# Functions

The concept of *function* is one of the most important in mathematics. However, its history is relatively short. M. Kline credits [Kline, p. 338] Galileo (1564-1642) with the first statements of dependency of one quantity on another, e.g., "The times of descent along inclined planes of the same height, but of different slopes, are to each other as the lengths of these slopes." In a 1673 manuscript Leibniz used the word "function" to mean any quantity varying from point to point of a curve, like the length of the tangent or the normal. The curve itself was said to be given by an equation. But in 1714, he already used the word "function" to mean quantities that depend on a variable. The notation f(x) was introduced by Euler in 1734. Still, in the 1930s, a well known Russian mathematician N. Luzin wrote:

The function concept is one of the most fundamental concepts of modern mathematics. It did not arise suddenly. It arose more than two hundred years ago out of the famous debate on the vibrating string and underwent profound changes in the very course of that heated polemic. From that time on this concept has deepened and evolved continuously, and this twin process continues to this very day. That is why no single formal definition can include the full content of the function concept. This content can be understood only by a study of the main lines of the development that is extremely closely linked with the development of science in general and of mathematical physics in particular.

• _Set exercise A_
In the text on functions, who introduced the notation f(x), and in what year?
• _Set exercise B_
Copy out the text on functions word for word, starting with "The function concept is" and going on through "physics in particular.".
• _Set exercise C_
List every person named in the text on functions.

• _Source material_
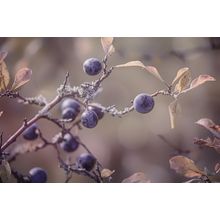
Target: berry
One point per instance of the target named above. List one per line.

• _Expected output A_
Euler introduced it in 1734.

• _Expected output B_
The function concept is one of the most fundamental concepts of modern mathematics. It did not arise suddenly. It arose more than two hundred years ago out of the famous debate on the vibrating string and underwent profound changes in the very course of that heated polemic. From that time on this concept has deepened and evolved continuously, and this twin process continues to this very day. That is why no single formal definition can include the full content of the function concept. This content can be understood only by a study of the main lines of the development that is extremely closely linked with the development of science in general and of mathematical physics in particular.

• _Expected output C_
M. Kline, Galileo, Leibniz, Euler, N. Luzin